- [Texte choisi]:
↓

Drew Daniel


Où êtes-vous ?

Je suis chez moi à Baltimore.


Où auriez-vous dû être ?

Jusqu'ici, tous mes déplacements universitaires/personnels prévus à Denver, au Colorado, à Philadelphie en Pennsylvanie et à Ellsworth dans le Maine ont été annulés, donc beaucoup de voyages pour des conférences et des colloques qui ne vont pas se faire. C'est la même chose pour les concerts de Matmos qui étaient prévus à travers l'Europe et les USA, et pour mes performances solos pour The Soft Pink Truth. En gros, les prochains quatre ou cinq mois ont été vaporisés en clin d'oeil.


Que faites-vous en ce moment ?

Chaque jour a sa propre routine bien précise. Je prépare du café, je prends mes médicaments, je fais le petit déjeuner, le nourris chat, je travaille sur des trucs universitaires ou sur de la musique, je prépare le déjeuner, je sors faire une espèce de promenade dehors, je rentre, je travaille sur des trucs universitaires ou sur de la musique, je vais peut-être faire un semblant « d'exercice physique », nous faisons le dîner avec Martin, nous regardons un film ou bien une émission, je retourne travailler/lire, je raffine mon Latin avec un logiciel d'apprentissage, je regarde un autre film, je vais me coucher, je lis, je m'endors, et ça se répète. J'ai l'impression que ces journées complètement interchangeables passent plus vite alors qu'elles sont soumises à un programme assez serré que je me suis complètement imposé à moi-même.

↑

- [Entrées du jeu de données]:
↓

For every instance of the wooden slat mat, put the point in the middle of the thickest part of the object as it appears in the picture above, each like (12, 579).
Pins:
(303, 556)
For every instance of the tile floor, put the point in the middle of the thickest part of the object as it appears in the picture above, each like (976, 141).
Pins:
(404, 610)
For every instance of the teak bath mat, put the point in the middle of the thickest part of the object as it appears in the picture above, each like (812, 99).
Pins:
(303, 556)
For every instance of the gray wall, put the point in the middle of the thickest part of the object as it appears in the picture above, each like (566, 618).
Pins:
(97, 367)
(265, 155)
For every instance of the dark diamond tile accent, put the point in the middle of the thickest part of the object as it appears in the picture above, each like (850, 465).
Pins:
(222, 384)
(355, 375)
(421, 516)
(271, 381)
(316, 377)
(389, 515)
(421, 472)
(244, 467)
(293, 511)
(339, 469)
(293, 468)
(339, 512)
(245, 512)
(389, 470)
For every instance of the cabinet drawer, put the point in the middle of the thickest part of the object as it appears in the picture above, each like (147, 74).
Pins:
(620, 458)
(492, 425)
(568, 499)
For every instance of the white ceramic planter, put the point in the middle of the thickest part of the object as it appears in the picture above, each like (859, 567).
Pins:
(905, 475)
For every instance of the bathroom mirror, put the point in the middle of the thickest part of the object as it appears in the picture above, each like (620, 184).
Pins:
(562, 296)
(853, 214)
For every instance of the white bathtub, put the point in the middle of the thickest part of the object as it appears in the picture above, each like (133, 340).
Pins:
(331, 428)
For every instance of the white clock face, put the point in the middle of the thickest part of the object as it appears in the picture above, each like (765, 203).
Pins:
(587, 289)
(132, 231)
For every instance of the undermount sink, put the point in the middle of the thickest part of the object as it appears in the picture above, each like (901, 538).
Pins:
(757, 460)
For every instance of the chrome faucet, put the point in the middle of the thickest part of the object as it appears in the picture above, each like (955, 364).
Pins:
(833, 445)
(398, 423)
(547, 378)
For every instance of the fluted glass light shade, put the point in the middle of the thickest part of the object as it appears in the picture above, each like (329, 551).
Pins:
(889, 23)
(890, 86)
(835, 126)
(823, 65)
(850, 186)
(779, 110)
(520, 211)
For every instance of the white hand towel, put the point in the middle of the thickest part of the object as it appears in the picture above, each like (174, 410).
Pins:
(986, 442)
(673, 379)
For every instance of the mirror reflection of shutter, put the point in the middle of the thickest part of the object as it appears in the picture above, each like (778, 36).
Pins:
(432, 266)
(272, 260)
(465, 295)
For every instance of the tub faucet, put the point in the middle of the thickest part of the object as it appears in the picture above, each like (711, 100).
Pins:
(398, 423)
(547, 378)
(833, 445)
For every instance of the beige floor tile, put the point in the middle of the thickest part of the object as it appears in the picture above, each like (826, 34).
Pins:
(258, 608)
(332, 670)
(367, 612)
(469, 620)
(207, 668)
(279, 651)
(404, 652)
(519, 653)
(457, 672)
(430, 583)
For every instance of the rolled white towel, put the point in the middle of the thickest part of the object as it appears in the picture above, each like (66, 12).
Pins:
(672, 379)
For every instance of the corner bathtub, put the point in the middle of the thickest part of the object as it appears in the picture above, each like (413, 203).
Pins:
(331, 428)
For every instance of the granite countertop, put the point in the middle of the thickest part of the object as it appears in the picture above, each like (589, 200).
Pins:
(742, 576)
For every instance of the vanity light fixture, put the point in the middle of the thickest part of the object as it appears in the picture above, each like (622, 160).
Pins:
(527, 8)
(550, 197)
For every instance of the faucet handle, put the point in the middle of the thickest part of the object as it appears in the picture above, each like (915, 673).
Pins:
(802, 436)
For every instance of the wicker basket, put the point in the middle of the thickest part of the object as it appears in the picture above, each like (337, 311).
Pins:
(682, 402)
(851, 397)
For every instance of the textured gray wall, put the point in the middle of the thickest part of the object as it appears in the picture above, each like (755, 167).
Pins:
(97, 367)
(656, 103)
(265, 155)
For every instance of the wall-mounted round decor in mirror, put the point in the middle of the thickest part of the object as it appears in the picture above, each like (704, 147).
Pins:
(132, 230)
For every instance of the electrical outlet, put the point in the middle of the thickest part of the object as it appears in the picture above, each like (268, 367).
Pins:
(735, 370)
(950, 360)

↑

- [Consignes]:
1) Recopiez le passage de l'entretien avec Drew Daniel qui commence par les mots « Chaque jour a » et finit par « imposé à moi-même. ».
2) Répondez à ces questions sur l'entretien avec Drew Daniel :
(a) Dans quelle ville se trouve-t-il chez lui ?
(b) Combien de mois ont été « vaporisés » selon lui ?
(c) Quelle langue travaille-t-il avec un logiciel d'apprentissage ?
3) Donnez la suite de l'entretien avec Drew Daniel, à partir de sa dernière phrase.

- [Corrigés]:
1)
Chaque jour a sa propre routine bien précise. Je prépare du café, je prends mes médicaments, je fais le petit déjeuner, le nourris chat, je travaille sur des trucs universitaires ou sur de la musique, je prépare le déjeuner, je sors faire une espèce de promenade dehors, je rentre, je travaille sur des trucs universitaires ou sur de la musique, je vais peut-être faire un semblant « d'exercice physique », nous faisons le dîner avec Martin, nous regardons un film ou bien une émission, je retourne travailler/lire, je raffine mon Latin avec un logiciel d'apprentissage, je regarde un autre film, je vais me coucher, je lis, je m'endors, et ça se répète. J'ai l'impression que ces journées complètement interchangeables passent plus vite alors qu'elles sont soumises à un programme assez serré que je me suis complètement imposé à moi-même.

2)
(a) À Baltimore.
(b) Quatre ou cinq mois.
(c) Le latin.

3)
Qu’entendez-vous en ce moment ?

J'entends les oiseaux et les voitures par ma fenêtre située devant l'hôpital. Il possède une plateforme pour les hélicoptères qui atterrissent de plus en plus fréquemment pour transporter les personnes gravement malades.


Mettez-vous à profit cette période de confinement pour faire de la musique ?

Pendant les deux premières semaines, pas du tout. Je maintenais la tête hors de l'eau comme on dit, en me rattachant aux diverses obligations professionnelles, en m'occupant des tâches domestiques, ou bien en me laissant aller tout simplement. J'ai surtout enregistré un cours de 11 heures sur Shakespeare, et je l'ai monté avec Martin avant de l'envoyer à mes étudiants. Ce n'est qu'ensuite que j'ai trouvé l'inspiration de faire des field recordings de mes balades quotidiennes, and j'ai aussi commencé un nouvelle pièce à la maison. Donc ça a pris quelques semaines, mais maintenant j'arrive à utiliser ce temps pour faire de la musique.


Comment sera le monde d’après ?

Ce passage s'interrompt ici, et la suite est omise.